◆ **Requirements**:
Return every line in the material below that contains the word “curly”, copying each one in full.

* * * * * * *

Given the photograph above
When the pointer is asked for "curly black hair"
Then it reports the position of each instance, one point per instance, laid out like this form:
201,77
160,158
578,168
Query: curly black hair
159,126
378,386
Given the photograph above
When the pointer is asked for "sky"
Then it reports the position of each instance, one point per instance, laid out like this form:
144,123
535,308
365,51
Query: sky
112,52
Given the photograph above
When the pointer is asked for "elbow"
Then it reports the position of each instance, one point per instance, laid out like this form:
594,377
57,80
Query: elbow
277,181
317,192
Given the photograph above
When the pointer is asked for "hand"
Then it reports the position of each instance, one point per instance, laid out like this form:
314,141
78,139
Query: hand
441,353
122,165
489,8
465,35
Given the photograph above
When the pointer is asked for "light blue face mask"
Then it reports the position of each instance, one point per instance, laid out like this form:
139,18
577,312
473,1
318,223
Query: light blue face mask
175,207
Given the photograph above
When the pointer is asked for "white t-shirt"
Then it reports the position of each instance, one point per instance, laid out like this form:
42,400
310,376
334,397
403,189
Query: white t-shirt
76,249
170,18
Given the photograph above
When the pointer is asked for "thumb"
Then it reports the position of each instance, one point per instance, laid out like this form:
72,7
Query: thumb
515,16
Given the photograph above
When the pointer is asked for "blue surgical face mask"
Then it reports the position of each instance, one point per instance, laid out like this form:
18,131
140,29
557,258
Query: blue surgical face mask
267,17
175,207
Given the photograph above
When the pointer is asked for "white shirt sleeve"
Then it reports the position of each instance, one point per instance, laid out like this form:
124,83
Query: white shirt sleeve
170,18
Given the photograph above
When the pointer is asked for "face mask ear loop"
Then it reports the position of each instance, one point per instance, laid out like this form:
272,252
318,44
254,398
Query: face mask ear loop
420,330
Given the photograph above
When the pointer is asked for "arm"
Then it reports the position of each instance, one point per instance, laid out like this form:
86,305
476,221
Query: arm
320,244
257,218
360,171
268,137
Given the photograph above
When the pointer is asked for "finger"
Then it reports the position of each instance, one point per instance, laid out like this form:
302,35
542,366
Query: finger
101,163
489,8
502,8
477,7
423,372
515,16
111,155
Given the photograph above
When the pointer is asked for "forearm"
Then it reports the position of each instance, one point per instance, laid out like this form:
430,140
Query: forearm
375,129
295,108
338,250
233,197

* * * * * * *

◆ **Response to the task**:
When the pointer is asked for "curly black hair"
Query: curly black hair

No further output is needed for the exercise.